──────── INPUT DATA ────────

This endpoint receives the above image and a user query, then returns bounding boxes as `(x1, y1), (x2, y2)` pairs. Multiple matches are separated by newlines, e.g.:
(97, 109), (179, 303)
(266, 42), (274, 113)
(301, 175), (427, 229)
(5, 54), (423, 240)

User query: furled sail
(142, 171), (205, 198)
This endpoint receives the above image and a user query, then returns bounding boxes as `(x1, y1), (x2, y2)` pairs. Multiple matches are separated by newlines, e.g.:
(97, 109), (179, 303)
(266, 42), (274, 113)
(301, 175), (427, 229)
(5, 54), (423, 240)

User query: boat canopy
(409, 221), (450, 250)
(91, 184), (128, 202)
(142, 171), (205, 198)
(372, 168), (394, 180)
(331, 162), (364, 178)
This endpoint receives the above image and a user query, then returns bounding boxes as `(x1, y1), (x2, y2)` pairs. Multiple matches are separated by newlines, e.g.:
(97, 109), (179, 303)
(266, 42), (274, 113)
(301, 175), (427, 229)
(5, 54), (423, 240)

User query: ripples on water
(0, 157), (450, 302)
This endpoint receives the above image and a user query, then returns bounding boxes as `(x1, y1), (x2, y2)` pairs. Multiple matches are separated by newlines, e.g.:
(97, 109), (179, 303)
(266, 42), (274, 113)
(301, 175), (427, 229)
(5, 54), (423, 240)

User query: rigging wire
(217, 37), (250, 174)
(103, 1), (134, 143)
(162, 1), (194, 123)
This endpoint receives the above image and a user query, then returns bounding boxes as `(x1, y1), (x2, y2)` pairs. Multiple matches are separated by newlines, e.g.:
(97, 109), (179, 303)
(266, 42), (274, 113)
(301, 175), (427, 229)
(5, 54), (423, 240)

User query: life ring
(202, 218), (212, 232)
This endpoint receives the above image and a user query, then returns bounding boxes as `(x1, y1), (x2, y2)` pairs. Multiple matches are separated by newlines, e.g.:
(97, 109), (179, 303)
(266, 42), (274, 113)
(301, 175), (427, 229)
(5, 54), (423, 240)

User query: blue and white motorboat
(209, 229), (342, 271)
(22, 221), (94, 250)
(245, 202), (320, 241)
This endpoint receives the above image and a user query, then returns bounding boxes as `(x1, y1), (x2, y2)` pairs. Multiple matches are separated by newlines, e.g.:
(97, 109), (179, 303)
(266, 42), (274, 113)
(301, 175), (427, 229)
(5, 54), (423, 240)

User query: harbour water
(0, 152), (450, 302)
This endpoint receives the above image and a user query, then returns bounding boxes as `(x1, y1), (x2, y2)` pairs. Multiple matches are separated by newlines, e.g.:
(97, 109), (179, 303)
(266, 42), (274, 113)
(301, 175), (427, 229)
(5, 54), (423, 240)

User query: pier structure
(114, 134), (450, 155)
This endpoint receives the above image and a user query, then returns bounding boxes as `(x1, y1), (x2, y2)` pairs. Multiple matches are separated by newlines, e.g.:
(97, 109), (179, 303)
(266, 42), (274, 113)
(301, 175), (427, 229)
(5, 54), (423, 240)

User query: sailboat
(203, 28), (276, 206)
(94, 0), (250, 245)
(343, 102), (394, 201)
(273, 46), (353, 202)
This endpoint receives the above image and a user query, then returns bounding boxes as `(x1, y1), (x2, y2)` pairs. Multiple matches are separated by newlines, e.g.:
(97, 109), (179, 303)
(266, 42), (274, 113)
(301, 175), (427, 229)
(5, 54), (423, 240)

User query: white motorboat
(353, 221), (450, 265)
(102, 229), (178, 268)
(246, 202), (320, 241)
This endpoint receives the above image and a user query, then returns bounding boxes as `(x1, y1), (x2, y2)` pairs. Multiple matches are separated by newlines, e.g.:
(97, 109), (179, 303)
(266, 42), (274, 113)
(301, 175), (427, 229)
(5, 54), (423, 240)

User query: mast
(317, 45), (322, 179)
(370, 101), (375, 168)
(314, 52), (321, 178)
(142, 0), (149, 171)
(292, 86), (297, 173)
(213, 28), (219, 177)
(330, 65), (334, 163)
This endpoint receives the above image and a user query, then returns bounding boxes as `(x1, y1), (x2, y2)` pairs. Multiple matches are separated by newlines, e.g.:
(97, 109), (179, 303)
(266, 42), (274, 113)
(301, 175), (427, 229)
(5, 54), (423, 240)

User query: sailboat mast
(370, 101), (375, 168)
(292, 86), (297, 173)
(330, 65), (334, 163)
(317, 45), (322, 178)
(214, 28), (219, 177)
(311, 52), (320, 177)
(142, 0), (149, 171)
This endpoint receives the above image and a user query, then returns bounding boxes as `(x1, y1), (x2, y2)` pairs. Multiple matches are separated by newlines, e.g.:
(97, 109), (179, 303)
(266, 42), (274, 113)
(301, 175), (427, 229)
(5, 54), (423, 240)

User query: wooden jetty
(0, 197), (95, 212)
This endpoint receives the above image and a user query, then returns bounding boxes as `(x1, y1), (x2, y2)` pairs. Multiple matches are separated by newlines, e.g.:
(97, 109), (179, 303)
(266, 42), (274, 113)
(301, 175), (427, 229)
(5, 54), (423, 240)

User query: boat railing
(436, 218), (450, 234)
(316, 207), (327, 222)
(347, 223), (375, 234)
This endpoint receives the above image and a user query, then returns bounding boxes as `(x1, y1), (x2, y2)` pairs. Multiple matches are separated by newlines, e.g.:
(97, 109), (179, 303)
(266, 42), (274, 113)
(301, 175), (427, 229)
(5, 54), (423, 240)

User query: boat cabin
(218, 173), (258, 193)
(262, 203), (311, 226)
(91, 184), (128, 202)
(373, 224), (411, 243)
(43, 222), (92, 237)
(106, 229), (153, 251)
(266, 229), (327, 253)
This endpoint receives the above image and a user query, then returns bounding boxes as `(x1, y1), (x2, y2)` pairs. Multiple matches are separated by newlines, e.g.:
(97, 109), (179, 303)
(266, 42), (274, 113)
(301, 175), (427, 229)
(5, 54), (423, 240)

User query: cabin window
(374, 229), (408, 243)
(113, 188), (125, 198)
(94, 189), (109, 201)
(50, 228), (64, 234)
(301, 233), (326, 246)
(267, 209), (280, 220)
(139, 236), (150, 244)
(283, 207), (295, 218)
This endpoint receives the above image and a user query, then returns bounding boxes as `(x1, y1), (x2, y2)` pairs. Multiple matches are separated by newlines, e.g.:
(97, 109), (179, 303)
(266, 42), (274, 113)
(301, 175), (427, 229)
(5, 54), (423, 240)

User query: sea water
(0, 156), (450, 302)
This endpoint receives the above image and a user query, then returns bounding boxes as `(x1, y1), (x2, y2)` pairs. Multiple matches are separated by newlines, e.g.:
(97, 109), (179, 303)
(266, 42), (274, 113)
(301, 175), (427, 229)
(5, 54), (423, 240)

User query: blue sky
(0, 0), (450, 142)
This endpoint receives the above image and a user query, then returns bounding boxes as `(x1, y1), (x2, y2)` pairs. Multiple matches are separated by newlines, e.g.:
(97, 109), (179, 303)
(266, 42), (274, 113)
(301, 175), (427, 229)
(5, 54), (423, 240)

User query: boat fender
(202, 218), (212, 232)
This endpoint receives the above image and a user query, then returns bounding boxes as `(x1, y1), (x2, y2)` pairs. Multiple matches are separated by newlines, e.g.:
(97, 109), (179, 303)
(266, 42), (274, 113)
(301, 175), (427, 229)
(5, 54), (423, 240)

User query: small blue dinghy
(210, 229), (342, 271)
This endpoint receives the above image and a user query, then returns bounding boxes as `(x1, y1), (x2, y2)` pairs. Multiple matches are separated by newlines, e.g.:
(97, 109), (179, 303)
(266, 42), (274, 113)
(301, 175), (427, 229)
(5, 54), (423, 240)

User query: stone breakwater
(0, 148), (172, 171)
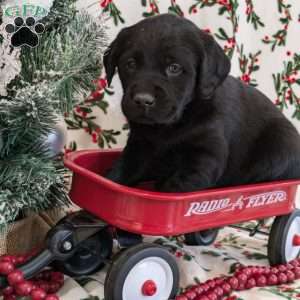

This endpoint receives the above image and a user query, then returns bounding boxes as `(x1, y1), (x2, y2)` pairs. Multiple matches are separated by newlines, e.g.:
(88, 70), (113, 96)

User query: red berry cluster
(176, 259), (300, 300)
(0, 254), (64, 300)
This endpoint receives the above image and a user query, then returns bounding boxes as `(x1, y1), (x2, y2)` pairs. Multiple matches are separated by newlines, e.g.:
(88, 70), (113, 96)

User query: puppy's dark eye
(126, 58), (136, 71)
(167, 63), (182, 76)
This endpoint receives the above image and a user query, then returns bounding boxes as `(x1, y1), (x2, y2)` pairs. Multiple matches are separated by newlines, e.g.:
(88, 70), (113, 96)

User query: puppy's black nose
(133, 93), (155, 107)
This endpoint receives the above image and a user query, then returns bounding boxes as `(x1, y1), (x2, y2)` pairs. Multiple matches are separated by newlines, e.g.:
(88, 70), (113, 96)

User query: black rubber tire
(104, 243), (179, 300)
(55, 229), (113, 277)
(268, 209), (300, 266)
(184, 228), (219, 246)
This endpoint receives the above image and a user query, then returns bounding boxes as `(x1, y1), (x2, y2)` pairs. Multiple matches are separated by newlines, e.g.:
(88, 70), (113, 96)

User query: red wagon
(0, 150), (300, 300)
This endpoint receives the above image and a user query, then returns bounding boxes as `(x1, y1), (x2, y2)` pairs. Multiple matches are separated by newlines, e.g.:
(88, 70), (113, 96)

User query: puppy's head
(104, 14), (230, 125)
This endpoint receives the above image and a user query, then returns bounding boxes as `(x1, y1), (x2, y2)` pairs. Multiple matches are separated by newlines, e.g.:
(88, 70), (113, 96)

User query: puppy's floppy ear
(198, 32), (231, 99)
(103, 28), (127, 85)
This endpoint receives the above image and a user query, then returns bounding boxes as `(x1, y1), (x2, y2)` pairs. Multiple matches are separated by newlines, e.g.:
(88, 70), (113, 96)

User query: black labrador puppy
(104, 14), (300, 192)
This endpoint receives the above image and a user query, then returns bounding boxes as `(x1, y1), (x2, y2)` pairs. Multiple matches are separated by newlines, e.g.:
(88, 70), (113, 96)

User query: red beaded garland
(176, 259), (300, 300)
(0, 251), (64, 300)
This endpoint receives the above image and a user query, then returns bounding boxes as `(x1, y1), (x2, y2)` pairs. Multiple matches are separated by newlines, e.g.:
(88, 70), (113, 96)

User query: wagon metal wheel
(55, 229), (113, 276)
(268, 209), (300, 265)
(104, 243), (179, 300)
(184, 229), (219, 246)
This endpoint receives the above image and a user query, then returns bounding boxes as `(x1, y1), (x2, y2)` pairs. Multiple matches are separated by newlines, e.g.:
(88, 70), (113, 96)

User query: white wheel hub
(122, 257), (173, 300)
(285, 216), (300, 261)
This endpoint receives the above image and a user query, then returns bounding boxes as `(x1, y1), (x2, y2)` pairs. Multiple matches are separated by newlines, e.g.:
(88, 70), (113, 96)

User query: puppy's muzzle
(133, 93), (156, 108)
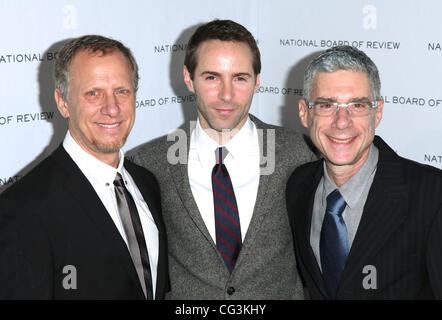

────────

# TASK DETAILS
Rewrite the rows from the start through the line containing "User query: furled sail", replacing "endpoint" with "service" and keeping everything else the same.

# SOLUTION TO THIS TASK
This service receives the above image and a user query, then returns bounding boxes as `(x1, y1), (x2, y2)` pairs. Multiple matches are separated by newlines, e.g.:
(97, 109), (179, 303)
(266, 42), (274, 113)
(301, 175), (427, 229)
(5, 54), (423, 240)

User query: furled sail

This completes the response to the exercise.